Task details – Please copy, exactly and with no pictures, only the lines from the one containing "column 79, row 5" through the last line of the records.

[Referring expression pointing data]
++++++++++
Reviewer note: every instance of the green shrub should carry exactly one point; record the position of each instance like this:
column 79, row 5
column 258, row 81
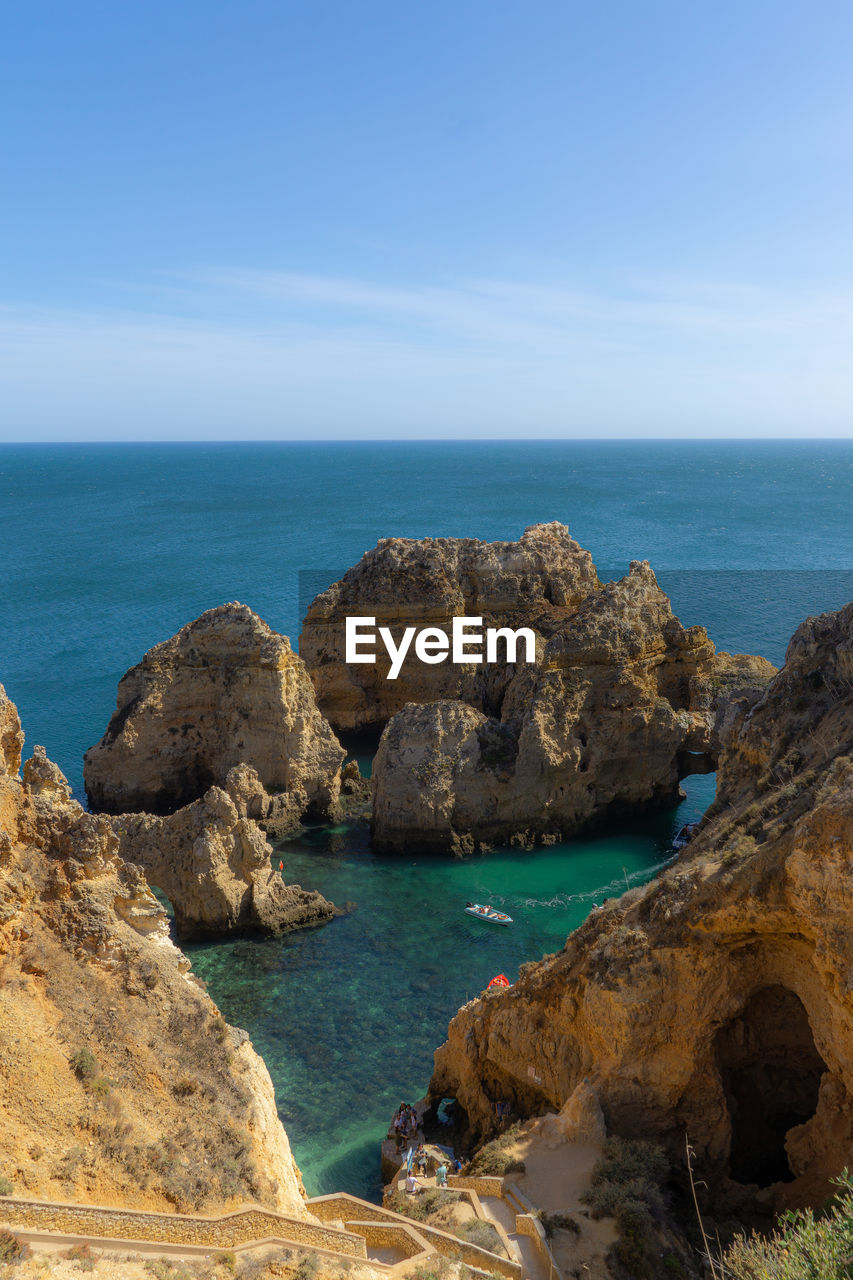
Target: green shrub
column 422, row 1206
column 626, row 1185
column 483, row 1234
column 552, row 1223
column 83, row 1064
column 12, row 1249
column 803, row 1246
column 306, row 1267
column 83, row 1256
++++++++++
Solved exercise –
column 79, row 5
column 258, row 81
Target: green shrub
column 422, row 1206
column 626, row 1185
column 483, row 1234
column 552, row 1223
column 83, row 1064
column 12, row 1249
column 803, row 1246
column 306, row 1267
column 83, row 1256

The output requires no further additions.